■ **WHAT TO PRODUCE**
Print, please, the line that contains "target | name badge" and each line after it to the end of the entries, unchanged and with nothing else.

■ **PROVIDED DATA**
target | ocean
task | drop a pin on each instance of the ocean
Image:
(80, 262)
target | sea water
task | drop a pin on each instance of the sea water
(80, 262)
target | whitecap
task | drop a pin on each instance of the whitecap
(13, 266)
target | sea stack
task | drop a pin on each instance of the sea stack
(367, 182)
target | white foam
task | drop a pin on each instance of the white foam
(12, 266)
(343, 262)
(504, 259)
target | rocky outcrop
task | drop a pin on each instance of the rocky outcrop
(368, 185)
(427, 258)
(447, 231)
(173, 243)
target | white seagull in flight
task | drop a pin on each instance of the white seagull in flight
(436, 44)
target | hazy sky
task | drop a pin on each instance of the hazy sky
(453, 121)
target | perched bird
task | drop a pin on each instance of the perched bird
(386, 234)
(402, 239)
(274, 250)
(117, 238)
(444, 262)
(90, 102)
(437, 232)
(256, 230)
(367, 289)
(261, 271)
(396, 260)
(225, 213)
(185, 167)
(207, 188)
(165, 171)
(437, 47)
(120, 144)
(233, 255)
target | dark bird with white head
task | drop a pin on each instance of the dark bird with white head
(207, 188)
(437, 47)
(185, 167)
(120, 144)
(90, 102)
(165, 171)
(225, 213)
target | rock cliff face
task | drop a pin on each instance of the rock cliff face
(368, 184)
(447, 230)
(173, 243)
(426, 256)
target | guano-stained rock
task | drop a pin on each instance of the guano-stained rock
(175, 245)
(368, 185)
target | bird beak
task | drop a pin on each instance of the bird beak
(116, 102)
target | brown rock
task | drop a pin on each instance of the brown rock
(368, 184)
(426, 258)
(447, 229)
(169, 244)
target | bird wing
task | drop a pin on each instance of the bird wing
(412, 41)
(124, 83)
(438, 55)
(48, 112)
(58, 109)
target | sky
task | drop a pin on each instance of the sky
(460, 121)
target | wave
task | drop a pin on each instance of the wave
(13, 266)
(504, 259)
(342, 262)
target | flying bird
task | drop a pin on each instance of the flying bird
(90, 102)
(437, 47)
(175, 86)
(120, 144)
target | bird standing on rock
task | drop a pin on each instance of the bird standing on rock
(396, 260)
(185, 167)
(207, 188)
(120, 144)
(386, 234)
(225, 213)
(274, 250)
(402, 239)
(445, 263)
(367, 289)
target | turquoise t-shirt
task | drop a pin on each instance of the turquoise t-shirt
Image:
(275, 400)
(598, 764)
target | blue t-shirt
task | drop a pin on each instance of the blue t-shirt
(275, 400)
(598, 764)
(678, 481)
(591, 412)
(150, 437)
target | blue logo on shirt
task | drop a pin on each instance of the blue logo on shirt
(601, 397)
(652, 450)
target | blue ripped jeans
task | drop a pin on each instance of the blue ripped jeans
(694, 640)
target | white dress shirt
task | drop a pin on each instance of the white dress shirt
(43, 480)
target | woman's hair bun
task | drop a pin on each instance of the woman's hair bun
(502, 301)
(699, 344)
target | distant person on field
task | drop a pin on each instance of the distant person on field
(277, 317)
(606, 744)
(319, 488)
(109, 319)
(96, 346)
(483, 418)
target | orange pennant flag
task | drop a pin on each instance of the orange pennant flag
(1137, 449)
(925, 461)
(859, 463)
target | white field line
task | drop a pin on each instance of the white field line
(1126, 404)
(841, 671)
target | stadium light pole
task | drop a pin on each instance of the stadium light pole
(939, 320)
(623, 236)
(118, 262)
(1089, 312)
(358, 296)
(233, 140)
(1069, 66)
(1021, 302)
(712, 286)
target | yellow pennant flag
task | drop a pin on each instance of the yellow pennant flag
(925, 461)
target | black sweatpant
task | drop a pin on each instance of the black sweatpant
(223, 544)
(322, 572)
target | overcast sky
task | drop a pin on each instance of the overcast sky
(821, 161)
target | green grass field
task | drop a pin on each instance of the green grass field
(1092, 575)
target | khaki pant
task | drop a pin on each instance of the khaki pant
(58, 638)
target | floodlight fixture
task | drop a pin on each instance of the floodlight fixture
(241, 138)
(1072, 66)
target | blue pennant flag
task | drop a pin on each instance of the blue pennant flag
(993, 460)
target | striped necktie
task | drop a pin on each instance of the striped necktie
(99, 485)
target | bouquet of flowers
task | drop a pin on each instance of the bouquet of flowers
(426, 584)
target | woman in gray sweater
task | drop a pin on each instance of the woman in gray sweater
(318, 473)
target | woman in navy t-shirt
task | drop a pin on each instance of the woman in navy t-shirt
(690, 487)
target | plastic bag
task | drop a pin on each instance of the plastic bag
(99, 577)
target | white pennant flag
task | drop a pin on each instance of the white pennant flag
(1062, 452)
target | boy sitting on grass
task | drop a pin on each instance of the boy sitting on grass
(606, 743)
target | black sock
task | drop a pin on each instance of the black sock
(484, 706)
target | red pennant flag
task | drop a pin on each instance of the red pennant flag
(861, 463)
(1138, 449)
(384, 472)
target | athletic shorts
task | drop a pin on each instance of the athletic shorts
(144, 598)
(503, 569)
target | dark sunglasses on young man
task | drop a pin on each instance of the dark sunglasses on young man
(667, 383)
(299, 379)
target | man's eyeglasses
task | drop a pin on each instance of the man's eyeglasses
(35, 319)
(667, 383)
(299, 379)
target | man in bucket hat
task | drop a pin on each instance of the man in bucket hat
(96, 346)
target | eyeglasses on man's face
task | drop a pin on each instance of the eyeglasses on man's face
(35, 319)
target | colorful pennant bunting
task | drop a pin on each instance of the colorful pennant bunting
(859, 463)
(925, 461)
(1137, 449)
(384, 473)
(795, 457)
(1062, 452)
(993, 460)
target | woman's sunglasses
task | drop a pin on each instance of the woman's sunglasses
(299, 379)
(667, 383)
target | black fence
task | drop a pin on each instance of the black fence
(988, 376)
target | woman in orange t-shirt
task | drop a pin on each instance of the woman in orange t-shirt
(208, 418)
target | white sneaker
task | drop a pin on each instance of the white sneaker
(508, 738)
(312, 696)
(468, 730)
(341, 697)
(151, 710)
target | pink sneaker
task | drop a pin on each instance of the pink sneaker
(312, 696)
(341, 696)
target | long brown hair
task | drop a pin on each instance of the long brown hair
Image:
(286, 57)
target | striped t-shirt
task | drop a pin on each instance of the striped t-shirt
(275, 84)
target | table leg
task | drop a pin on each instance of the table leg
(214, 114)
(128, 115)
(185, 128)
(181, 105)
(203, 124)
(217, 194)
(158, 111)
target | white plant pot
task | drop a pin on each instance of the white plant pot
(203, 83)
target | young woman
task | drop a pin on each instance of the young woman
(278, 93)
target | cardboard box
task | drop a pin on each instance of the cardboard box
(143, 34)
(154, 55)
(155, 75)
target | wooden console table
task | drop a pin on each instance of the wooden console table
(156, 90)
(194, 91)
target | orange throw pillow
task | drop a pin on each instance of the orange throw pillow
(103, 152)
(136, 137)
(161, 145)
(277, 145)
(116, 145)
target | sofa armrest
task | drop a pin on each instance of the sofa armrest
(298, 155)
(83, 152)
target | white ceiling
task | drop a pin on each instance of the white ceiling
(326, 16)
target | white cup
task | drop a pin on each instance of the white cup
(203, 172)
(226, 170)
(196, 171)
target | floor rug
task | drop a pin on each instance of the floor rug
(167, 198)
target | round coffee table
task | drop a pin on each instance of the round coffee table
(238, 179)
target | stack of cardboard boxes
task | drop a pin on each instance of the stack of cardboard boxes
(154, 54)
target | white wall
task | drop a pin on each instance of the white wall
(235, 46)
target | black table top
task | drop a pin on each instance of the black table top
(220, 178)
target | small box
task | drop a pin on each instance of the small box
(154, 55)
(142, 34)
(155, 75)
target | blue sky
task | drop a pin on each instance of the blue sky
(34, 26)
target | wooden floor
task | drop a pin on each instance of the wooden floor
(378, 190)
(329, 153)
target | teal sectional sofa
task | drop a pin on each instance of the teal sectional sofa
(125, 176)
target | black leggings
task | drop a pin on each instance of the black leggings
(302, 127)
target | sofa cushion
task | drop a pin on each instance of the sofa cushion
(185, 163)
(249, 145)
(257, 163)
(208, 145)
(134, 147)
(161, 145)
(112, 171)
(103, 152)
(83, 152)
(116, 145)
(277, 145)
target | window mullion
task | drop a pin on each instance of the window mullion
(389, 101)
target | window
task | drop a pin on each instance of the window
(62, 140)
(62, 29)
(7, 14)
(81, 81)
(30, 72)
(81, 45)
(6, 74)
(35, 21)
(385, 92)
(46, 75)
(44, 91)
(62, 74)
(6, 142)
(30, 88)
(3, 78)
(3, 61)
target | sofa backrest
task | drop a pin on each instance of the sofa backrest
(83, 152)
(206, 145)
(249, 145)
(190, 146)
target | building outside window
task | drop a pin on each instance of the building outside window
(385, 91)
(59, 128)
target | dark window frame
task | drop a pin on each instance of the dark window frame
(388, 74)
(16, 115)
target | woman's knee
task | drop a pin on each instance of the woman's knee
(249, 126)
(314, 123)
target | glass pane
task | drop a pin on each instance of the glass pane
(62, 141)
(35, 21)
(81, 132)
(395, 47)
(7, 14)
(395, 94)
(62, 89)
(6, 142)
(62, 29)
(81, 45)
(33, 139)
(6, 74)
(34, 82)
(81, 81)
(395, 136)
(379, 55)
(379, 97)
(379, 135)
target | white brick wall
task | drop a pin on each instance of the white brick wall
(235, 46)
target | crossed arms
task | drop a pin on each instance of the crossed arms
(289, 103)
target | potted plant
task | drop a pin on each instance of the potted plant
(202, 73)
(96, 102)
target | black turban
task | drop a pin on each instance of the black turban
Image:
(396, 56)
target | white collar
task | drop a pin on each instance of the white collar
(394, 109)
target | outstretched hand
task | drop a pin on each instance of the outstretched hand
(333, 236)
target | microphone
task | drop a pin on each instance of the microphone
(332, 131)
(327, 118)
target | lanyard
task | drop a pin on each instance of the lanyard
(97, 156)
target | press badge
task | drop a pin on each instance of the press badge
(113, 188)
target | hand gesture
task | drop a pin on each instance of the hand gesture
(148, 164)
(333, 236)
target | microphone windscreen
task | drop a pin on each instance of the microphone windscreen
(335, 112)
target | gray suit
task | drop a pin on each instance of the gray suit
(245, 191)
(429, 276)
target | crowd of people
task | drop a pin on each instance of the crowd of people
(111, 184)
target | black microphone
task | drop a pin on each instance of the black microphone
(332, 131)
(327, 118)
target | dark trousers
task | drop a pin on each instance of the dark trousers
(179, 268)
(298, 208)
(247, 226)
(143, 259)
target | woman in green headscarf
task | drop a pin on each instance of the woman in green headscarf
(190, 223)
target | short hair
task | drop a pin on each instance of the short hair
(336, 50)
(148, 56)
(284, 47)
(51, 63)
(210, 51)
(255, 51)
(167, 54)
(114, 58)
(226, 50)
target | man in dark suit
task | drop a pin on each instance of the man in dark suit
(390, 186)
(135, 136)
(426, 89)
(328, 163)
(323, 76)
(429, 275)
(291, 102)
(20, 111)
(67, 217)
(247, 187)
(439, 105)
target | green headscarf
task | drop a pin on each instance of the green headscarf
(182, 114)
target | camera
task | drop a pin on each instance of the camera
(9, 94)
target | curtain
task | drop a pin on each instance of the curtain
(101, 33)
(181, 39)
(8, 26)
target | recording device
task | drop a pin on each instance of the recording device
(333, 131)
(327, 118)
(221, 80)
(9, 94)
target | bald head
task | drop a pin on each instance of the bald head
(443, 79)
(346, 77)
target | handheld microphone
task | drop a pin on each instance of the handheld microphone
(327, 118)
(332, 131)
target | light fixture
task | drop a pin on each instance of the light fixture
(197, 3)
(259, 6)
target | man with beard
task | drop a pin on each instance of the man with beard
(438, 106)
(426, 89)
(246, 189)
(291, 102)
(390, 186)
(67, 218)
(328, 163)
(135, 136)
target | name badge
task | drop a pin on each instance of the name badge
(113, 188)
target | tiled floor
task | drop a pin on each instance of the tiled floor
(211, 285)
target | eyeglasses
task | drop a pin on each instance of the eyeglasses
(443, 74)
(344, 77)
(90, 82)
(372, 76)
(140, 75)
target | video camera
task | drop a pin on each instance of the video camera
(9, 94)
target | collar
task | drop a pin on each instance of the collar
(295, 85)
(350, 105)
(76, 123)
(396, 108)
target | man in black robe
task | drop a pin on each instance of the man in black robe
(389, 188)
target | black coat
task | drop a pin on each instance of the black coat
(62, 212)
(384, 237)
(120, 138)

■ **COMPLETE OUTPUT**
target | name badge
task | drop a pin on each instance of the name badge
(113, 188)
target | tiled floor
task | drop a pin on each instance of the tiled floor
(211, 285)
target | eyeglasses
task | drop a pin on each instance of the eyeglasses
(443, 74)
(344, 77)
(90, 82)
(372, 76)
(140, 75)
target | video camera
task | drop a pin on each instance of the video camera
(9, 94)
target | collar
task | drop a pin on each instance of the collar
(295, 85)
(350, 105)
(76, 123)
(396, 108)
target | man in black robe
task | drop a pin on each instance of the man in black robe
(389, 188)
target | black coat
task | drop a pin on each instance of the black coat
(62, 212)
(384, 237)
(120, 138)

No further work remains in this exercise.